▶ Texto extraído
- - - - - - -
Há uns 32 anos
uma menina mestiça de carinha redonda entrou na sala de aula, vinda da capital
para o interior do estado. Na hora do lanche, a professora me chamou: Luciana, pode
fazer companhia pra ela? Ah, que saco, pensei, mas fiz. Descobri que na capital
ela morava no mesmo bairro em que minha mãe cresceu. E na hora da saída,
descobrimos que nossas mães foram amigas na juventude. Eu e essa menina nos
encontramos na emoção de um reencontro.
Tive uma escova
de dentes durante anos na casa dela, a casa onde a gente não tinha hora pra
dormir e ouvia um violão sendo tocado todas as noites. Devo ter acordado mais
na casa dela do que na minha durante a infância e a adolescência. Ela não aguentava
me ouvir todas as manhãs: adivinha o que eu sonhei? (e, sim, querida, essa
ainda é a minha primeira frase ao acordar)
Uma vez ela me
deixou pra fora de casa porque eu não segurei direito a corda no cabo de guerra
e ela rolou ladeira (ladeirão pra uma criança) abaixo. Soltou a tampa de um
freezer na minha mão. Não tinha paciência pra me ensinar matemática: como você
não entende ISSO? Um dia me apaixonei pelo ex-namorado dela. A gente não olhava
mais direito uma pra outra, mas não perdia a oportunidade de se abraçar e
dizer: tô com raiva, mas te amo. E seguia cada uma pro seu lado.
- - - - - - -
▶ Instrução 1
Transcreva sem alterações, nos registros abaixo, tudo desde a linha que contém "Each instance receives exactly one keypoint. Tag the microwave" até o final dos registros, incluídas ambas as extremidades.

▶ Dados da tarefa
- - - - - - -
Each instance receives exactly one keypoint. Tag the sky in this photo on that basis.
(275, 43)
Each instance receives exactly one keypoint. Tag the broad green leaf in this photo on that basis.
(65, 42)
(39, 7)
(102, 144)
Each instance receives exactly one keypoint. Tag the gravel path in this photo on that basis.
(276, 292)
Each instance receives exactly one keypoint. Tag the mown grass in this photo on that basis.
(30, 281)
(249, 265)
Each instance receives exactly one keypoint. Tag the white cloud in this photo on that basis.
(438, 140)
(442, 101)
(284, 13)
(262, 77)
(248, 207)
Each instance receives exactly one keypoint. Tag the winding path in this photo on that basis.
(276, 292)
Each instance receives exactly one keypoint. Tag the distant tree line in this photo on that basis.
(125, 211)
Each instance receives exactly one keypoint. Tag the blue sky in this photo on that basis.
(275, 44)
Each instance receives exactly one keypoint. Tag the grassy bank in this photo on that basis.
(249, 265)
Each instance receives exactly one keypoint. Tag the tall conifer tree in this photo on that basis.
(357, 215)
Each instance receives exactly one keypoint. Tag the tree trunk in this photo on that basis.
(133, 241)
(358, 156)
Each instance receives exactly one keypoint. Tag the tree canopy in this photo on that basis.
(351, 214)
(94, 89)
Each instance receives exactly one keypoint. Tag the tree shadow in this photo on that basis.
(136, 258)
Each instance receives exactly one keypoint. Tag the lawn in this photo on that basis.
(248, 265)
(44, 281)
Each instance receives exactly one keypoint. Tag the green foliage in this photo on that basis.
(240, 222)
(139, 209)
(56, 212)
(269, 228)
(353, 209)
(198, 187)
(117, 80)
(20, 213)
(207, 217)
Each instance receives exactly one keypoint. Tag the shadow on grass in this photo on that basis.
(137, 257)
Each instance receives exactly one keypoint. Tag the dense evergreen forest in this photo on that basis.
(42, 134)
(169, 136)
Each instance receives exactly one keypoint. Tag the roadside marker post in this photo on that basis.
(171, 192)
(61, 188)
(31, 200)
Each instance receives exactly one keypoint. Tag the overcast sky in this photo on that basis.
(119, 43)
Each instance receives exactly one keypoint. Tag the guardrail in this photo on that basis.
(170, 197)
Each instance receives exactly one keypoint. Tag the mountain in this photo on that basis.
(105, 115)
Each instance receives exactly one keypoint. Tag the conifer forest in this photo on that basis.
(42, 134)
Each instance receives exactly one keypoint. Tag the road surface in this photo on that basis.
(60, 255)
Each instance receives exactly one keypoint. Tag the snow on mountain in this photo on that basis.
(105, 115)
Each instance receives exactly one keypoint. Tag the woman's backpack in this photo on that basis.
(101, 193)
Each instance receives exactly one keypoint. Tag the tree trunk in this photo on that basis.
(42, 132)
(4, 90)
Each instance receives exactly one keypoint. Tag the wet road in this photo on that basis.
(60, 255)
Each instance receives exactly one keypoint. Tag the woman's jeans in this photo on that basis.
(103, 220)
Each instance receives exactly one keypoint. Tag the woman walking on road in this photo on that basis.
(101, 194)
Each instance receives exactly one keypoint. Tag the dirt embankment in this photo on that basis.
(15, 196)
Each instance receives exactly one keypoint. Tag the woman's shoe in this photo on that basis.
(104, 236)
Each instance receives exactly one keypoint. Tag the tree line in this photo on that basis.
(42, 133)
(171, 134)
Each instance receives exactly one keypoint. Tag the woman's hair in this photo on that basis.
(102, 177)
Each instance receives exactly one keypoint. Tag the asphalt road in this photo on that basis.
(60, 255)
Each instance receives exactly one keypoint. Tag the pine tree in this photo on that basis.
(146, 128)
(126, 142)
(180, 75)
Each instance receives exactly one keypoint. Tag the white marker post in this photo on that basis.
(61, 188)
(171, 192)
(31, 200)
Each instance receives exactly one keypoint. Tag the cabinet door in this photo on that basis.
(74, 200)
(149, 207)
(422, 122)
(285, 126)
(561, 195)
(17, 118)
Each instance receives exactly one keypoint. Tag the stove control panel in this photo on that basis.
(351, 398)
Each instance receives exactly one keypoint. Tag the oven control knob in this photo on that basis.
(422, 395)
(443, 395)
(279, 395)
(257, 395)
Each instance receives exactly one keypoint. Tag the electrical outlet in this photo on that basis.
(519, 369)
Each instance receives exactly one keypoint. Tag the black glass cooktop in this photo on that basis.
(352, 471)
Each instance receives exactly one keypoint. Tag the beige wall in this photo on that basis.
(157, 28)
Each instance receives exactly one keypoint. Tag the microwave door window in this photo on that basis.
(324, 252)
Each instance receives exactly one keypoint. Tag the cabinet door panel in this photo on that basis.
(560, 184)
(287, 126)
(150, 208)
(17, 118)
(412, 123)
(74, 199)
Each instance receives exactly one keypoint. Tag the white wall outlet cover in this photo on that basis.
- - - - - - -
▶ Instrução 2
Reproduza integralmente, sem qualquer modificação, o relato sobre a amizade de infância apresentado acima.

▶ Resposta redigida 1
Each instance receives exactly one keypoint. Tag the microwave door window in this photo on that basis.
(324, 252)
Each instance receives exactly one keypoint. Tag the cabinet door panel in this photo on that basis.
(560, 184)
(287, 126)
(150, 208)
(17, 118)
(412, 123)
(74, 199)
Each instance receives exactly one keypoint. Tag the white wall outlet cover in this photo on that basis.

▶ Resposta redigida 2
Há uns 32 anos
uma menina mestiça de carinha redonda entrou na sala de aula, vinda da capital
para o interior do estado. Na hora do lanche, a professora me chamou: Luciana, pode
fazer companhia pra ela? Ah, que saco, pensei, mas fiz. Descobri que na capital
ela morava no mesmo bairro em que minha mãe cresceu. E na hora da saída,
descobrimos que nossas mães foram amigas na juventude. Eu e essa menina nos
encontramos na emoção de um reencontro.
Tive uma escova
de dentes durante anos na casa dela, a casa onde a gente não tinha hora pra
dormir e ouvia um violão sendo tocado todas as noites. Devo ter acordado mais
na casa dela do que na minha durante a infância e a adolescência. Ela não aguentava
me ouvir todas as manhãs: adivinha o que eu sonhei? (e, sim, querida, essa
ainda é a minha primeira frase ao acordar)
Uma vez ela me
deixou pra fora de casa porque eu não segurei direito a corda no cabo de guerra
e ela rolou ladeira (ladeirão pra uma criança) abaixo. Soltou a tampa de um
freezer na minha mão. Não tinha paciência pra me ensinar matemática: como você
não entende ISSO? Um dia me apaixonei pelo ex-namorado dela. A gente não olhava
mais direito uma pra outra, mas não perdia a oportunidade de se abraçar e
dizer: tô com raiva, mas te amo. E seguia cada uma pro seu lado.